TASK STATEMENT -> Express the records as a Markdown table with columns headed "Row" and "Line," numbering each row and omitting blank lines. Begin at the line that contains "Indicate the person wearing" and stop after the final line of the records.

::::

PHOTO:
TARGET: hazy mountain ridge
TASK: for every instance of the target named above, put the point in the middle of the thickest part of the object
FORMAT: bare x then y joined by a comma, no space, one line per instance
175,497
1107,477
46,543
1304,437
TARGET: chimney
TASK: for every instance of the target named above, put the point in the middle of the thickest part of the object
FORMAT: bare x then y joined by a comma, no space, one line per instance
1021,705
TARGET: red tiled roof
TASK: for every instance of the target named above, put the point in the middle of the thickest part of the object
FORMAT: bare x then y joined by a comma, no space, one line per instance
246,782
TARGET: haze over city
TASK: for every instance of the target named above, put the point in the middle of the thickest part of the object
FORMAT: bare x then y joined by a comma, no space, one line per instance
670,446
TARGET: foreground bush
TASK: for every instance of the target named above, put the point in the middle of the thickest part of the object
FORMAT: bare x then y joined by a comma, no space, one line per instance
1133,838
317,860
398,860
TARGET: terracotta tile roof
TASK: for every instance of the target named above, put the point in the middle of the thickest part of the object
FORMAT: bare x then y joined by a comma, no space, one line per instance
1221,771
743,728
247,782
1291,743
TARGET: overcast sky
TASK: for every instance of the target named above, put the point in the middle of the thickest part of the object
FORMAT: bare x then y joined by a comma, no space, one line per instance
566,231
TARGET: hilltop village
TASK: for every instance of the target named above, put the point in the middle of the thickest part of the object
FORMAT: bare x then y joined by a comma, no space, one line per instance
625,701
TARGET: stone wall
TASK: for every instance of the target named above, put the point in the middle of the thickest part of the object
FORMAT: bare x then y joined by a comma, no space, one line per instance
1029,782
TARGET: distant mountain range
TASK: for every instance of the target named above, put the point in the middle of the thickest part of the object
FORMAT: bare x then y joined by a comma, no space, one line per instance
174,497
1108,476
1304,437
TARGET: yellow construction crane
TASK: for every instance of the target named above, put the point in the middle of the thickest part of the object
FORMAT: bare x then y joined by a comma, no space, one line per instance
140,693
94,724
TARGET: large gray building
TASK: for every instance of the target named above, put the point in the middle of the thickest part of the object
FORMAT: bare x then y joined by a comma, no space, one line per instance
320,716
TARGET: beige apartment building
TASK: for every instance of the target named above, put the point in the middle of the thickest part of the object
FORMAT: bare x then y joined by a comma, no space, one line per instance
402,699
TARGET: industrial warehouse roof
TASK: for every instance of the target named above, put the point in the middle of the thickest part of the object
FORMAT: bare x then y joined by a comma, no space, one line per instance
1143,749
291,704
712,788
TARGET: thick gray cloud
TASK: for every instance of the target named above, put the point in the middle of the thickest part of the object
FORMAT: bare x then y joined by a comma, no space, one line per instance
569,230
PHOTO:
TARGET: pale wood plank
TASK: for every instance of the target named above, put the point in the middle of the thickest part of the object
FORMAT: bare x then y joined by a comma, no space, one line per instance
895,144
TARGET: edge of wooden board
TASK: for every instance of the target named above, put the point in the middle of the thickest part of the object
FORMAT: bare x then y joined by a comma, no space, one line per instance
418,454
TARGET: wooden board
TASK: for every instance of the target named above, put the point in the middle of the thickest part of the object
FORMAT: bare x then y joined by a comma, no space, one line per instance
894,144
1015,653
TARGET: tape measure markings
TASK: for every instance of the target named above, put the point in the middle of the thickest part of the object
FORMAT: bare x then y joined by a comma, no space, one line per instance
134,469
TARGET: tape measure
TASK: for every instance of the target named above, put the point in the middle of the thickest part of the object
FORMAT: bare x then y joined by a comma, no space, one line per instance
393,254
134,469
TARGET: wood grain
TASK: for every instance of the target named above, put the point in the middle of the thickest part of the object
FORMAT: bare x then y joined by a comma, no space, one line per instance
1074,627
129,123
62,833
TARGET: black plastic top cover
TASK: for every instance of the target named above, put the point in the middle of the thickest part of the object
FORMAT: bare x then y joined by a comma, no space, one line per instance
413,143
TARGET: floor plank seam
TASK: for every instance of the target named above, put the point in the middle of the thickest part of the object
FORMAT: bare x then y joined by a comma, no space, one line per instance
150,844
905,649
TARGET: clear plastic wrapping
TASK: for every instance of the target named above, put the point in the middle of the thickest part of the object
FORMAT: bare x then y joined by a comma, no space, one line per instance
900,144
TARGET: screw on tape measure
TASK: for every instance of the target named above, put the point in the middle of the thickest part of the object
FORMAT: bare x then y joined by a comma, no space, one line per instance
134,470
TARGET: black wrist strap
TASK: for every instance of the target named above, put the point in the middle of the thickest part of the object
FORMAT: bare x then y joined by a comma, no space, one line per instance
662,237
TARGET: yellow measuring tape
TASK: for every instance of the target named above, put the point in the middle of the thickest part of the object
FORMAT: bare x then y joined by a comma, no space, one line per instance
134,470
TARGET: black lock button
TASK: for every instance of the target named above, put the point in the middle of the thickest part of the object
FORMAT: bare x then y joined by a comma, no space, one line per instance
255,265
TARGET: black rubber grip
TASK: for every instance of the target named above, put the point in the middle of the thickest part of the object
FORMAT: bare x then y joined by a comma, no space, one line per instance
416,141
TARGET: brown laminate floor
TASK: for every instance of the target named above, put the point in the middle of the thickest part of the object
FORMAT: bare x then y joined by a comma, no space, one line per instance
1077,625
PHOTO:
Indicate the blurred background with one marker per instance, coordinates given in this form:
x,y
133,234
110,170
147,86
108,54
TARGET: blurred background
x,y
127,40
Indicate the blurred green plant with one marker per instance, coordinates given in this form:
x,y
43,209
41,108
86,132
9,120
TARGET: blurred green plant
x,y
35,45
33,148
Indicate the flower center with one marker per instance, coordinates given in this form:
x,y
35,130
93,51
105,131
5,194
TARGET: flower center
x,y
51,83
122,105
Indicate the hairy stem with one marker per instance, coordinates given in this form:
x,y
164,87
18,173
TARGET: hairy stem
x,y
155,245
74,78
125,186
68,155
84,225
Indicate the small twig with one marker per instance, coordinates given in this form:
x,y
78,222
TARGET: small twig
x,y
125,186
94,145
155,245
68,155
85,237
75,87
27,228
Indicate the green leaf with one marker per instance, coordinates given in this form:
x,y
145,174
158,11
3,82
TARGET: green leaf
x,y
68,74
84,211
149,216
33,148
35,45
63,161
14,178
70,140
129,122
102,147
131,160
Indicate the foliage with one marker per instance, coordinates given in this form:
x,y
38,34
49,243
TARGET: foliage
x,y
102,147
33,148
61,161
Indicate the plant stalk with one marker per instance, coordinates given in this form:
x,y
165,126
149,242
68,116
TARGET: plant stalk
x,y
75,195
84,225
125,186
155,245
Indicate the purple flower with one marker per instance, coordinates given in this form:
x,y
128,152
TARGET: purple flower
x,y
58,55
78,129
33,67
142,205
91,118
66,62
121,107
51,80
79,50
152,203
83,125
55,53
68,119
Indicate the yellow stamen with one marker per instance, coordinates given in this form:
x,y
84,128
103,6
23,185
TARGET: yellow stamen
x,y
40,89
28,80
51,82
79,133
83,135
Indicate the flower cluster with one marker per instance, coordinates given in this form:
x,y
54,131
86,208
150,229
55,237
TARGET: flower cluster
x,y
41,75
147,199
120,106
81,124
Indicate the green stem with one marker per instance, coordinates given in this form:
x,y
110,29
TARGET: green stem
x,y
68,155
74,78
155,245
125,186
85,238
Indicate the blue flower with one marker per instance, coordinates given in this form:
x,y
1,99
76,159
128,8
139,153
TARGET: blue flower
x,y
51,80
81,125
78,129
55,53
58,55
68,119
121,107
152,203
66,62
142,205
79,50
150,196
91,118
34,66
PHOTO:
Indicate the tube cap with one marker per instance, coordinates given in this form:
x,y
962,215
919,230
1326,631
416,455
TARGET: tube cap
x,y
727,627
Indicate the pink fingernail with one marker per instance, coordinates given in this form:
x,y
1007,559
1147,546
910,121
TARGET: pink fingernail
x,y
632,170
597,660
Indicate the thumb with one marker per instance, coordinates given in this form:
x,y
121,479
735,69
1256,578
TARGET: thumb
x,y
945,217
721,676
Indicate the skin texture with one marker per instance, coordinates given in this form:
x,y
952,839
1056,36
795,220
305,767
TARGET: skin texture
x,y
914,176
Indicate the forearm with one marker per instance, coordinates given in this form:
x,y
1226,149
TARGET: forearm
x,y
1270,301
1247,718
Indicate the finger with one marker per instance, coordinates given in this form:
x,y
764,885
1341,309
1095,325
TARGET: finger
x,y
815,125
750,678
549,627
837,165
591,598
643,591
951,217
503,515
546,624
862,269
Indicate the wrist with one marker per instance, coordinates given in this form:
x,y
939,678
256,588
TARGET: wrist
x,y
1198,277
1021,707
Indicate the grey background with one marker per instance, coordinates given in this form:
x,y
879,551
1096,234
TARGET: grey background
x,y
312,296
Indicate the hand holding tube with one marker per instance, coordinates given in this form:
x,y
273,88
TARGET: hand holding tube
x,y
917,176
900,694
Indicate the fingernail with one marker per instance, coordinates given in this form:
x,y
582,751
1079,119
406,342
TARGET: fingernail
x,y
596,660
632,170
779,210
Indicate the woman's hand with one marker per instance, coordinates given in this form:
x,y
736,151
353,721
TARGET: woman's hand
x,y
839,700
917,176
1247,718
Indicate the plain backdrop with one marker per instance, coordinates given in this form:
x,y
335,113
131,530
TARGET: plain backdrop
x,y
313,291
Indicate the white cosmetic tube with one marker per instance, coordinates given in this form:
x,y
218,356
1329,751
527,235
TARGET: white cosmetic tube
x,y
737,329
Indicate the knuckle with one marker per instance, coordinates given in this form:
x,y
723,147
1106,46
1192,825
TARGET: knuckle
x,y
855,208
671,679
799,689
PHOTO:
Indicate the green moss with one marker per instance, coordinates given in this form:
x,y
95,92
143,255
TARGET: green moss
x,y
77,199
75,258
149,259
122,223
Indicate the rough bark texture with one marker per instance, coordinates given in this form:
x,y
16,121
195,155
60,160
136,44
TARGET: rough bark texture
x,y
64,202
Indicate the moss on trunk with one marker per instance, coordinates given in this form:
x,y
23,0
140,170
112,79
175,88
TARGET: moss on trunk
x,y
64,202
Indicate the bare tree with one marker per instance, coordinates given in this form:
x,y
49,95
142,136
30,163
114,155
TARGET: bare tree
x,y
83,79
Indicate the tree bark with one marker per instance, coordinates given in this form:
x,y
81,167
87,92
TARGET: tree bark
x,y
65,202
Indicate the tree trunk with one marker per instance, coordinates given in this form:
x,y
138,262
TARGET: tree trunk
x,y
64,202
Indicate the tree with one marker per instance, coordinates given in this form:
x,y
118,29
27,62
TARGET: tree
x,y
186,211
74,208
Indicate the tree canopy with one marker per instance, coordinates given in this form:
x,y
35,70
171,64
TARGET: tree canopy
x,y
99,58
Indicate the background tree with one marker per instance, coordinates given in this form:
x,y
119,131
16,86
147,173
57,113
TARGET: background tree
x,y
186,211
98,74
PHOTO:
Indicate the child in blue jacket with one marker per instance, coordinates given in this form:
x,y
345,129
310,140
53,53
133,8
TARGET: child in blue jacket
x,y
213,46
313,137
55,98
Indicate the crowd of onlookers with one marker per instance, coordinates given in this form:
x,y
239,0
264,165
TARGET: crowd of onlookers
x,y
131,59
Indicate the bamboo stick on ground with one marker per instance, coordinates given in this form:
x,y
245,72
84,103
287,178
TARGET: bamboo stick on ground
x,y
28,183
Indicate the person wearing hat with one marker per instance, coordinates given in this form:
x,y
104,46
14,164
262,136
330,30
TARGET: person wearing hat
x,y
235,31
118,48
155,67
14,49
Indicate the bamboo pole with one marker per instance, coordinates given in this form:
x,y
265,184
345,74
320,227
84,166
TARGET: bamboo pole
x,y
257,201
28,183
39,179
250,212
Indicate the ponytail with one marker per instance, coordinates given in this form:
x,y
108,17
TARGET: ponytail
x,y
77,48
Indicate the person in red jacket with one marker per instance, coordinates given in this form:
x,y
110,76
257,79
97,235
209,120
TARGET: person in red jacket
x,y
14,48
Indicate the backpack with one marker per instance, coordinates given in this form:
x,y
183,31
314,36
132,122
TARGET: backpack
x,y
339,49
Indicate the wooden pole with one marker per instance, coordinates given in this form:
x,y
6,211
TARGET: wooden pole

::::

ANSWER ->
| Row | Line |
|---|---|
| 1 | Indicate the person wearing hat with one marker per instance, coordinates given in this form: |
| 2 | x,y |
| 3 | 104,46 |
| 4 | 14,164 |
| 5 | 262,136 |
| 6 | 330,30 |
| 7 | TARGET: person wearing hat |
| 8 | x,y |
| 9 | 235,31 |
| 10 | 118,48 |
| 11 | 155,67 |
| 12 | 14,49 |
| 13 | Indicate the bamboo pole with one marker per instance, coordinates given in this form: |
| 14 | x,y |
| 15 | 265,184 |
| 16 | 345,74 |
| 17 | 320,227 |
| 18 | 84,166 |
| 19 | TARGET: bamboo pole |
| 20 | x,y |
| 21 | 257,201 |
| 22 | 28,183 |
| 23 | 39,179 |
| 24 | 250,212 |
| 25 | Indicate the ponytail with one marker per instance, coordinates given in this form: |
| 26 | x,y |
| 27 | 108,17 |
| 28 | TARGET: ponytail |
| 29 | x,y |
| 30 | 77,48 |
| 31 | Indicate the person in red jacket with one marker per instance, coordinates given in this form: |
| 32 | x,y |
| 33 | 110,76 |
| 34 | 257,79 |
| 35 | 97,235 |
| 36 | 209,120 |
| 37 | TARGET: person in red jacket |
| 38 | x,y |
| 39 | 14,48 |
| 40 | Indicate the backpack with one marker per instance, coordinates given in this form: |
| 41 | x,y |
| 42 | 183,31 |
| 43 | 314,36 |
| 44 | 132,122 |
| 45 | TARGET: backpack |
| 46 | x,y |
| 47 | 339,49 |
| 48 | Indicate the wooden pole with one marker per instance, coordinates given in this form: |
| 49 | x,y |
| 50 | 6,211 |
| 51 | TARGET: wooden pole |